Point localization data
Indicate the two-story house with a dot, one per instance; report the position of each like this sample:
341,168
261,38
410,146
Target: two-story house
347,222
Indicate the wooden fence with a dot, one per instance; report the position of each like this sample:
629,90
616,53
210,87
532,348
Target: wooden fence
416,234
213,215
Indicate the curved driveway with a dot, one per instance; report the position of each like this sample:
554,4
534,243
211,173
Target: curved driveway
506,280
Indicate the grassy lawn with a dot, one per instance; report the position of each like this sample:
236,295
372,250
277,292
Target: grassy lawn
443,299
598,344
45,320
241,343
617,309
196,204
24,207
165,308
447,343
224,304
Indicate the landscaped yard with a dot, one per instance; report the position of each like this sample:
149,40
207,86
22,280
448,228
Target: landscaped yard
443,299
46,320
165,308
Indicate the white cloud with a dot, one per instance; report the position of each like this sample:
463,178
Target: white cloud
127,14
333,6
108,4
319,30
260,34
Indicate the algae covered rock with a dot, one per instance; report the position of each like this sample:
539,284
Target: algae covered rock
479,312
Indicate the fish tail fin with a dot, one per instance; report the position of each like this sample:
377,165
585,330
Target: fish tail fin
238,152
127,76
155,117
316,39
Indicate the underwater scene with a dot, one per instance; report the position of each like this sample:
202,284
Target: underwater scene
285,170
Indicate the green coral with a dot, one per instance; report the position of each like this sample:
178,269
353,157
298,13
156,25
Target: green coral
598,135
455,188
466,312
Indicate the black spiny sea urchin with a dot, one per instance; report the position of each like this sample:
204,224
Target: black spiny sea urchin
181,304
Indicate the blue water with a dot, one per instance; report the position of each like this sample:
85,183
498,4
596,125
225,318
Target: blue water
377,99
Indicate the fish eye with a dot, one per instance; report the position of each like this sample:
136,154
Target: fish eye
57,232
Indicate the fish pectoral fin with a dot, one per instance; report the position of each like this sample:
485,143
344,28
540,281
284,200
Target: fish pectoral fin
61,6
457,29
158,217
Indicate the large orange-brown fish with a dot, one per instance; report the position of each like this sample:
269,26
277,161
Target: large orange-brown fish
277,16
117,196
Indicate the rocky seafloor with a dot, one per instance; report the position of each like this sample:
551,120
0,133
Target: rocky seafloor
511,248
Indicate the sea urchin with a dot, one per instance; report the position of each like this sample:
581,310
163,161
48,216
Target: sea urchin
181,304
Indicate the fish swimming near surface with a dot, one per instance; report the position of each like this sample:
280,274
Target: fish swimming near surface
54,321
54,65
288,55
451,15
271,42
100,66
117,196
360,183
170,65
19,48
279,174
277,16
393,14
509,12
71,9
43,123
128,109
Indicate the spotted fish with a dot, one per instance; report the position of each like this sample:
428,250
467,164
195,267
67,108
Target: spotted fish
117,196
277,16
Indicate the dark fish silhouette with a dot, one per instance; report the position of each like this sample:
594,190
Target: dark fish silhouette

* [REQUIRED WORK]: Could you return every record above exactly as written?

* [EXERCISE ANSWER]:
Indicate the two-story house with a dot, one per instance; report the position of each like this sample:
341,168
261,38
410,146
Target: two-story house
347,222
Indicate the wooden fence with a dot, one per instance; report the position of each like this sample:
629,90
616,53
210,87
532,348
Target: wooden fence
416,234
213,215
Indicate the curved driveway with a dot, one per instance; report the position of each like this sample:
554,4
534,243
211,173
Target: curved driveway
506,280
Indicate the grassy lawn with a dot, one per instance; report the position of each like this sample:
236,295
372,250
277,292
Target: grassy lawn
443,299
598,344
45,320
241,343
617,309
196,204
24,207
165,308
447,343
224,304
Indicate the landscaped yard with a dot, one per instance; report the position of each like this sample:
149,40
207,86
22,280
448,228
Target: landscaped yard
443,299
46,320
165,308
Indicate the white cloud with a dot, one per instance; report the position of each like this sample:
463,178
Target: white cloud
127,14
333,6
108,4
319,30
260,34
Indicate the algae covered rock with a dot, one per instance; report the position of each like this sample:
539,284
Target: algae covered rock
479,312
Indicate the fish tail fin with a dot, one per instance; report the position of each like this sample:
377,165
585,330
Target: fish tail fin
238,152
127,76
155,117
316,39
Indicate the underwater scene with a dot, one per instance; report the position of each like this sample:
202,284
Target: underwater scene
285,170
Indicate the green coral with a dot, one per instance; report the position of each like this sample:
178,269
353,157
298,13
156,25
Target: green coral
598,135
455,188
466,312
Indicate the black spiny sea urchin with a dot, one per instance; report the position of each like this sample:
204,224
Target: black spiny sea urchin
181,304
Indicate the blue water with a dot, one per instance; report the position of each like this sample:
85,183
498,4
596,125
225,318
Target: blue water
377,99
Indicate the fish eye with a dot, one per instance; report the position of each like this sample:
136,154
Target: fish eye
57,232
Indicate the fish pectoral fin with a dot, one per instance; report the position of each like this sample:
485,143
344,28
540,281
284,200
Target: fish pectoral fin
61,6
457,29
158,217
Indicate the large orange-brown fish with a dot, one per instance; report the position of each like this sample:
269,26
277,161
Target: large orange-brown fish
277,16
117,196
Indicate the rocky seafloor with a dot, one per instance; report the position of each like this sample:
551,120
0,133
Target: rocky seafloor
511,248
Indicate the sea urchin with a dot, one per instance; report the position of each like this sample:
581,310
163,161
48,216
Target: sea urchin
181,304
Indicate the fish swimming near surface with a dot, one per instance; report the position of each like this sample:
280,274
Target: fish swimming near surface
54,321
54,65
288,55
451,15
271,42
100,66
117,196
360,183
170,65
19,48
279,174
277,16
393,14
509,12
71,9
43,123
128,109
Indicate the spotted fish with a dot, one per instance; report the position of each like this sample:
428,250
467,164
195,267
67,108
Target: spotted fish
117,196
277,16
Indicate the dark fish silhouette with a dot, one per instance; report the position of each like this sample:
594,190
Target: dark fish silhouette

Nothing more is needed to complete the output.